[Stated problem]
Leave out the pictures and copy each record below exactly.

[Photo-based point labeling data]
↓↓↓

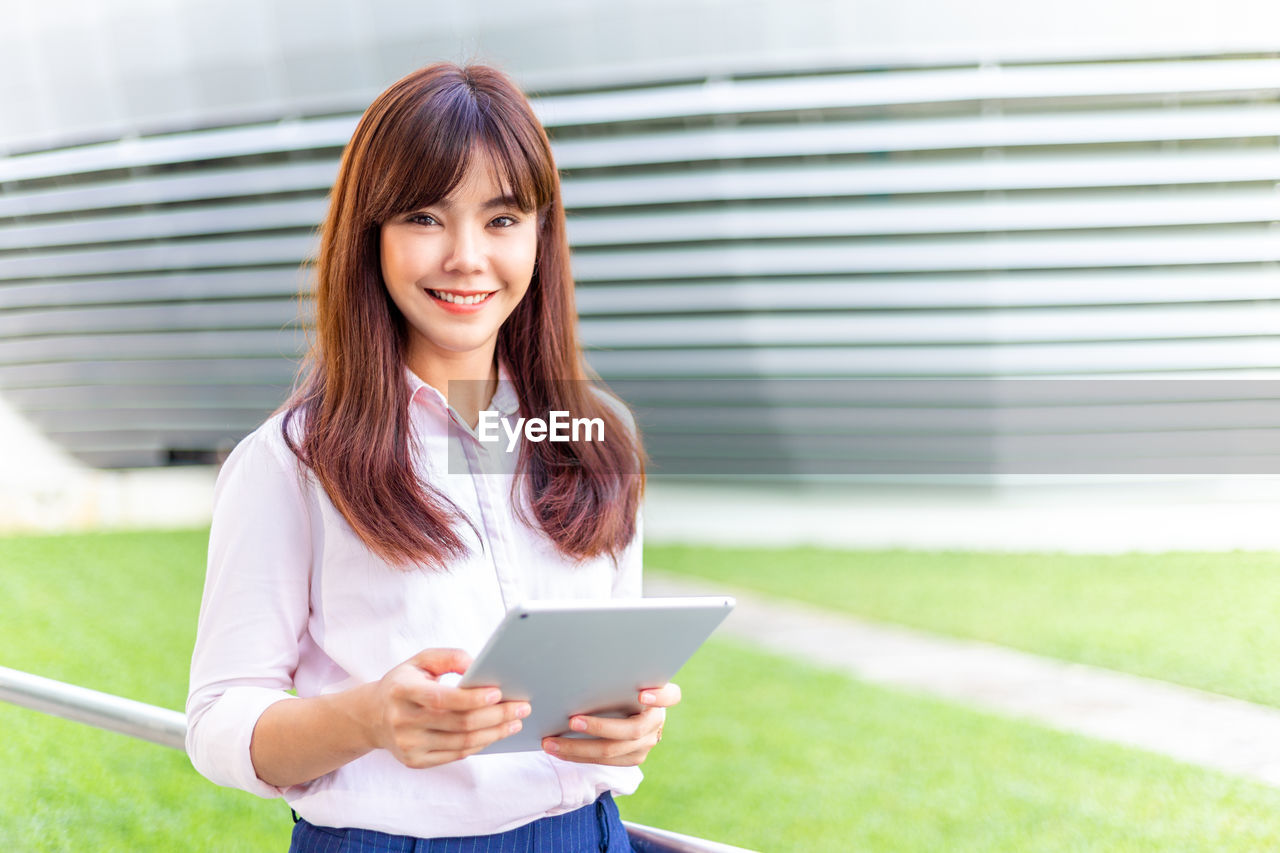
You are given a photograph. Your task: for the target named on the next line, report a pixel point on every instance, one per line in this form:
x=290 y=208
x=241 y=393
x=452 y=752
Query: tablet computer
x=588 y=656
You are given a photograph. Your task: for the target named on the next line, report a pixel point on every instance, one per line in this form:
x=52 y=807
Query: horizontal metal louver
x=1075 y=219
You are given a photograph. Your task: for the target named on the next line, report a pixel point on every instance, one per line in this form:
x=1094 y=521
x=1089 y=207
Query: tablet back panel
x=589 y=657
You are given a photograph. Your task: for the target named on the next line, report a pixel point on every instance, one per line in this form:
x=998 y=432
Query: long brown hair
x=411 y=147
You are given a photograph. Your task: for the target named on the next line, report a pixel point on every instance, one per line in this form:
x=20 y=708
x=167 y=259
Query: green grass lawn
x=763 y=752
x=1206 y=620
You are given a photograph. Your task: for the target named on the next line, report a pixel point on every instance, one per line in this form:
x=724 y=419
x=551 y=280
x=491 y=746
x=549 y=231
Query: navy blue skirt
x=592 y=829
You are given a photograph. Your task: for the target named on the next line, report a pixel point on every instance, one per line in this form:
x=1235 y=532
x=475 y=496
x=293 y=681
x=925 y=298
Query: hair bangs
x=446 y=135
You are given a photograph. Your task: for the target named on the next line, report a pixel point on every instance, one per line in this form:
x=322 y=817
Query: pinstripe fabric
x=592 y=829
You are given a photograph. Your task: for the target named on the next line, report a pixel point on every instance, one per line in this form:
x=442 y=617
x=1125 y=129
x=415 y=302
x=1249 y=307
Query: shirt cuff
x=218 y=743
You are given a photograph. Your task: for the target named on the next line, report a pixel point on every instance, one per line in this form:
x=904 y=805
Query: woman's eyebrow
x=497 y=201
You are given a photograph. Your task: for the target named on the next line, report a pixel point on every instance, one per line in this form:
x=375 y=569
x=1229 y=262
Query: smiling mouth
x=460 y=299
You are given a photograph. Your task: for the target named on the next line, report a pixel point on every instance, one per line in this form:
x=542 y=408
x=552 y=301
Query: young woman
x=366 y=542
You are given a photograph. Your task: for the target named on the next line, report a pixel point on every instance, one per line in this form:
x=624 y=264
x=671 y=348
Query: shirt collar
x=504 y=398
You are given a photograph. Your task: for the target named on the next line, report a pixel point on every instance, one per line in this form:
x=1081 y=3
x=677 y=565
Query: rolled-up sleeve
x=254 y=614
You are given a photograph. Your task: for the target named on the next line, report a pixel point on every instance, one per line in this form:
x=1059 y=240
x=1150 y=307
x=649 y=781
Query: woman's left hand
x=620 y=742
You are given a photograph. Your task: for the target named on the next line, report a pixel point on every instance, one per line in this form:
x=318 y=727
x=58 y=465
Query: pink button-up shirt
x=293 y=600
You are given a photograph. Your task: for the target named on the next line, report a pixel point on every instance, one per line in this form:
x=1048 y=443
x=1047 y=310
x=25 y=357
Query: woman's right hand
x=425 y=724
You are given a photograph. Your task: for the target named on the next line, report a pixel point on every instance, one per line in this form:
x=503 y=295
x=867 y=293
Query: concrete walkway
x=1191 y=725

↑↑↑

[Final result]
You are given a photograph. Your task: for the target named on the next line, report a pixel point on every instance, one per line in this form:
x=290 y=208
x=241 y=393
x=452 y=752
Query: tablet computer
x=588 y=656
You are given a photograph. Your task: for the target named on the next line, report a pixel point on every instance, one per line in this form:
x=52 y=807
Query: horizontal metal louver
x=1075 y=219
You are given a photograph. Your task: for the target named on the next line, report a pixel point on every instance, one per line in this form:
x=1094 y=521
x=1089 y=207
Query: tablet back panel
x=589 y=657
You are given a photograph. Your task: for the target named on the next line, report a pixel point on every instance, one per line in this form:
x=998 y=432
Query: long brown hair
x=411 y=147
You are given a photograph. Your task: for the target named on the next line, report a pixel point on every instance, one per line in this form:
x=20 y=708
x=167 y=259
Query: green grass lawn
x=763 y=752
x=1206 y=620
You are given a photograph. Your task: for the target named on the next line, report a pixel point on every instance, one per line in this form:
x=724 y=419
x=551 y=280
x=491 y=746
x=549 y=231
Query: navy blue skirt
x=592 y=829
You are given a photograph. Your task: for the target named on the next line, report a pixel point on every instance, one per line in this form:
x=1235 y=532
x=475 y=496
x=293 y=681
x=925 y=298
Query: hair bangs
x=446 y=135
You are given a photograph. Your task: for the target named on the next line, report a pixel point on every instance, one per line in this form:
x=322 y=817
Query: pinstripe fabric
x=592 y=829
You are given a photograph. Your task: for the target named on the next line, report a pixel point on every instance, one per line in this form:
x=442 y=617
x=1125 y=129
x=415 y=302
x=1249 y=307
Query: shirt cuff
x=218 y=743
You are given a photograph. Your task: for the target named on the next line, report a pixel point on every instance, one per line in this form:
x=904 y=805
Query: woman's eyebrow
x=497 y=201
You are given a photograph. Your task: for the target named on the next line, report a pixel point on every instance, one per line in this form:
x=375 y=569
x=1229 y=262
Query: smiling mouth
x=460 y=299
You are given a photograph. Your task: for the target named on the next line, report a pixel point on every instance, one per line in this form:
x=542 y=408
x=552 y=301
Query: young woman
x=366 y=542
You are given a photograph. Your task: for the target named on the next line, report a pixel point on every instance, one per line in this form:
x=624 y=264
x=671 y=348
Query: shirt collar
x=504 y=398
You are given a photograph. Your task: for the target named on the next line, report a pixel point on every instance, one per line in this form:
x=1081 y=3
x=677 y=565
Query: rolled-up sleeve
x=254 y=614
You are given a photograph. Your task: for the target named on the next line, report a pixel point on every instance, one per line in this form:
x=1059 y=240
x=1150 y=307
x=649 y=781
Query: woman's left hand
x=620 y=742
You are given a photograph. Your task: for the target named on the next line, report a pixel point on every instance, one per line in this form:
x=318 y=727
x=58 y=465
Query: pink button-up shirt
x=293 y=600
You are given a photograph. Your task: for the target named on the next line, report a pixel point on every instance, one per line in this form:
x=1048 y=443
x=1047 y=310
x=25 y=357
Query: woman's right hand
x=425 y=724
You are given a photograph. Your task: for the target named on the next line, report a pixel point on every instance, one per line in this form:
x=503 y=295
x=867 y=293
Query: concrete walkway
x=1191 y=725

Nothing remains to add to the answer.